• Extract provided:
Why I went to Guantánamo, Again
I have the world’s worst hair cut. It is uneven, hacked and does nothing to flatter my features. For the first few days after I cut it, my hair was also super dirty, sticking straight up with a Pomade of bug spray, sunscreen and Cuban dirt.
While so many in the United States were being driven to distraction by the biggest deals of a lifetime on Black Friday, I was in Cuba, taking a pair of scissors to my head as I looked down a mountainside at the U.S. Naval Base in Guantánamo Bay. I could see the base, which straddles the sparkling bay, cutting the Cuban people off from rich fishing waters and full access to their land. A representative of the Cuban government told us that the Department of Guantánamo lags behind the rest of the nation in economic development because they have expected an invasion to come from the base since 1903, when the United States seized the land. “Why invest in an area that is just going to be destroyed by bombs?” she asked.
Standing at this spot, I could see the sacred — mountains, valleys, rainbows, water, skies that almost sing with gorgeousness — and the profane — occupation, militarization, torture, abuse, indefinite detention. I was there with 13 other friends from Witness Against Torture. We were spending our Thanksgiving week far from our families, camping out at the Mirador overlooking the U.S. Naval Base. We were being hosted by the staff of La Gobernadora restaurant and lounge. From the look out, we could see the U.S. base that has occupied more than 100 square kilometers of Cuban land for over a century and imprisons 107 men in torturous conditions.

• Set task 1:
Pull out every line of the records below that contains the word "tailgate", and copy each one in full.

(Dataset rows on where objects appear)
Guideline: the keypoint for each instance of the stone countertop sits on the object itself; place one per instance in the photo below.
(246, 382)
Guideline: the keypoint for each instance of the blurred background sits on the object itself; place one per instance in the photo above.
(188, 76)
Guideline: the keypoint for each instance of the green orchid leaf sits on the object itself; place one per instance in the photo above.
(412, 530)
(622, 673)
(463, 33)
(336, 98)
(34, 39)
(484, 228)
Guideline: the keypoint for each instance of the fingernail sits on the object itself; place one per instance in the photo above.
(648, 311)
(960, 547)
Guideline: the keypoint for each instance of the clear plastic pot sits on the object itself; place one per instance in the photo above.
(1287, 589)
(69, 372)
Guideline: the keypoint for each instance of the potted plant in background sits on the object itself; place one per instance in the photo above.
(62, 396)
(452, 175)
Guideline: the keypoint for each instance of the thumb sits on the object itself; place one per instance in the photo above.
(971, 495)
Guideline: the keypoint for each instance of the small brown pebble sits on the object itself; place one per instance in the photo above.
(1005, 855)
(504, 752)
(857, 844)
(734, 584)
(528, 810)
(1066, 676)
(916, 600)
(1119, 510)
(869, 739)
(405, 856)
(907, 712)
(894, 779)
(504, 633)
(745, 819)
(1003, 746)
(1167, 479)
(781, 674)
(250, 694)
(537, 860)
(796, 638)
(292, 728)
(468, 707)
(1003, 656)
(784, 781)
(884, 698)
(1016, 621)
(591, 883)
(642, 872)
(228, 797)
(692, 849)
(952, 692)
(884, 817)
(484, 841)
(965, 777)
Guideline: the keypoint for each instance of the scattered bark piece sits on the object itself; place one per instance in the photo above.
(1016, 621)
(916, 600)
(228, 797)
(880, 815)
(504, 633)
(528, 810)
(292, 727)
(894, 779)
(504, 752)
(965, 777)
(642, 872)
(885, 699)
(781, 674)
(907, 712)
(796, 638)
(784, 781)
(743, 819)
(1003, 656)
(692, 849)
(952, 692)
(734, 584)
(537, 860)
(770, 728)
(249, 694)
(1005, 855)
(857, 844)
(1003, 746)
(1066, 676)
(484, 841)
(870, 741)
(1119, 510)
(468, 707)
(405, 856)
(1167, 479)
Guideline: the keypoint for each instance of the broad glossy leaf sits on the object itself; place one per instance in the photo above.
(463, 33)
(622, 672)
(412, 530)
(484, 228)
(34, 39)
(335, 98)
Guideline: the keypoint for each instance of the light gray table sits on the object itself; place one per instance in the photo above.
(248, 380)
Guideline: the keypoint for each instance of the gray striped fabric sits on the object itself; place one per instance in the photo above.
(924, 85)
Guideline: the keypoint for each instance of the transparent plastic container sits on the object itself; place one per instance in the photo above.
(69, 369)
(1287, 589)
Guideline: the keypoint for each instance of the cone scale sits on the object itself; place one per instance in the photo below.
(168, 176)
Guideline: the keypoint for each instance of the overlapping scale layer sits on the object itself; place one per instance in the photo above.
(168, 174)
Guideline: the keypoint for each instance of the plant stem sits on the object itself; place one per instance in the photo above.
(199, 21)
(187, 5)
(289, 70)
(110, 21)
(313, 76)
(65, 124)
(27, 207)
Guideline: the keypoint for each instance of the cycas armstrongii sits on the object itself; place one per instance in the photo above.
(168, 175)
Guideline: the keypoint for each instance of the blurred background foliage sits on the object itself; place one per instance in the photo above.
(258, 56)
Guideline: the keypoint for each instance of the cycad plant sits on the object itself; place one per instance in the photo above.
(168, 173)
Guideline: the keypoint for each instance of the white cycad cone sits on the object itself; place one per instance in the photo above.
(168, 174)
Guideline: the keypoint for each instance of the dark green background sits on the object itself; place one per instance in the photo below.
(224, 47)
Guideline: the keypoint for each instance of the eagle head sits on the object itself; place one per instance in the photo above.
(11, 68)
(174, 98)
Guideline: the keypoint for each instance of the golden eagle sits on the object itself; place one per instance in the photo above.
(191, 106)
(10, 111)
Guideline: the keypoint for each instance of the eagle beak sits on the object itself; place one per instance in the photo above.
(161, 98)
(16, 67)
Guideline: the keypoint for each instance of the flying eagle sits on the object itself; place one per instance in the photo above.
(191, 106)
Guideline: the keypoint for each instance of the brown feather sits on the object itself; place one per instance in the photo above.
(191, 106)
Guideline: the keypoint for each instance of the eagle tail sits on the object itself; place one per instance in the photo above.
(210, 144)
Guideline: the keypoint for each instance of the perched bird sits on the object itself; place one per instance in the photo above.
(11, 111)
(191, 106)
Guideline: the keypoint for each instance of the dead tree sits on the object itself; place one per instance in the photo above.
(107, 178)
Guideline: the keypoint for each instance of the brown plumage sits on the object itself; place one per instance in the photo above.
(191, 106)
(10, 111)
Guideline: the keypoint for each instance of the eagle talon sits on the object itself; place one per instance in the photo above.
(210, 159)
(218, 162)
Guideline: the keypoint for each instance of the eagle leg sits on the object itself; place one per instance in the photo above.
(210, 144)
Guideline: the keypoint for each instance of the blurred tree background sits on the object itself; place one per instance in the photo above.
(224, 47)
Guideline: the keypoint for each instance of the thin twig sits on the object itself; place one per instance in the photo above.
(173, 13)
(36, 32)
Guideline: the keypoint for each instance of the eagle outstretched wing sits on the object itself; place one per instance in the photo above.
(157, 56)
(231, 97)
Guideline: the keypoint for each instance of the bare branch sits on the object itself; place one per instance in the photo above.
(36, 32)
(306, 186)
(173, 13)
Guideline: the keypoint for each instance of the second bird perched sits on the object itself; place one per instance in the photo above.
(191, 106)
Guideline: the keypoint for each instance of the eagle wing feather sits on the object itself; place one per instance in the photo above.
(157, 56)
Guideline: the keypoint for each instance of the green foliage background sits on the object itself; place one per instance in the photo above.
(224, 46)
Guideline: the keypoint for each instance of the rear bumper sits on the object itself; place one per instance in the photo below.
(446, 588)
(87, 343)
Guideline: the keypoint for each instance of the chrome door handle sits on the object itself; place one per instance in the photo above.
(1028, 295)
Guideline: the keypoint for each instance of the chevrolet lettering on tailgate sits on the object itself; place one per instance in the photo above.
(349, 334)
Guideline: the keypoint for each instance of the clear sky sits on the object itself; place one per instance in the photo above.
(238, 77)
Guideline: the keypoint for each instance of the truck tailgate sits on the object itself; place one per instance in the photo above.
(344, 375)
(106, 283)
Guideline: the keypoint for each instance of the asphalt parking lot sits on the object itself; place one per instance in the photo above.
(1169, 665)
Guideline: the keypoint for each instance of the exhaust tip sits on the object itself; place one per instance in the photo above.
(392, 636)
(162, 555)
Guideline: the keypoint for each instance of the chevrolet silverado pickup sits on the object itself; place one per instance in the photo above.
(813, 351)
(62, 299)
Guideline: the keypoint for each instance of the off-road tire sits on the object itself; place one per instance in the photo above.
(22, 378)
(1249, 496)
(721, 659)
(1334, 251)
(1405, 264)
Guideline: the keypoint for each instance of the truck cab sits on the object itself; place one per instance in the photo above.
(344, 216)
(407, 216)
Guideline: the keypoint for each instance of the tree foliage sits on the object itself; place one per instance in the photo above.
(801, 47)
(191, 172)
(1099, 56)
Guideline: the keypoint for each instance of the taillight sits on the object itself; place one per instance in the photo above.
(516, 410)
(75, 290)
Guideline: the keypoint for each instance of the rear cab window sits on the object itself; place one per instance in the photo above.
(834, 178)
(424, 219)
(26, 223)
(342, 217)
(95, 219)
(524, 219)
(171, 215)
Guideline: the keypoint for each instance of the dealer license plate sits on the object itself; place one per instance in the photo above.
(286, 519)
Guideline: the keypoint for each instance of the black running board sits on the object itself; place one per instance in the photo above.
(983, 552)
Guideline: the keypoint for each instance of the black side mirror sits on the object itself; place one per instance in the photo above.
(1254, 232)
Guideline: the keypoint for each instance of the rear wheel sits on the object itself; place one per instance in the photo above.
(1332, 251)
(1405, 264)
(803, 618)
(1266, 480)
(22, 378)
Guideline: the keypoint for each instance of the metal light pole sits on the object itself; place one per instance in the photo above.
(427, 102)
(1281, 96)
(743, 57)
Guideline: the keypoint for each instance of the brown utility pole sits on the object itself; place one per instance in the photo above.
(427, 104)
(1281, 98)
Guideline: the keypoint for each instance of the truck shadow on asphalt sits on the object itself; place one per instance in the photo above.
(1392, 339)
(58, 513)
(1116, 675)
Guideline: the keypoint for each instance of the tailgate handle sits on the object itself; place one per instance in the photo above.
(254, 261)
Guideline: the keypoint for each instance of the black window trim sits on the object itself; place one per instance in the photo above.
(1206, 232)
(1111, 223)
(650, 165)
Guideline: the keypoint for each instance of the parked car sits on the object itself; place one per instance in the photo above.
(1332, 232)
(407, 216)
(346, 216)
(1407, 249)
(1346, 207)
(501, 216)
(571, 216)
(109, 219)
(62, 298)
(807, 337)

• Set task 2:
In the Guantánamo essay, who hosted the group camping at the Mirador?

• Exercise answer 1:
Guideline: the keypoint for each instance of the chevrolet lettering on tailgate sits on the object itself; place one per instance in the photo above.
Guideline: the keypoint for each instance of the truck tailgate sits on the object itself; place one per instance in the photo above.
Guideline: the keypoint for each instance of the tailgate handle sits on the object itself; place one per instance in the photo above.

• Exercise answer 2:
The staff of La Gobernadora restaurant and lounge.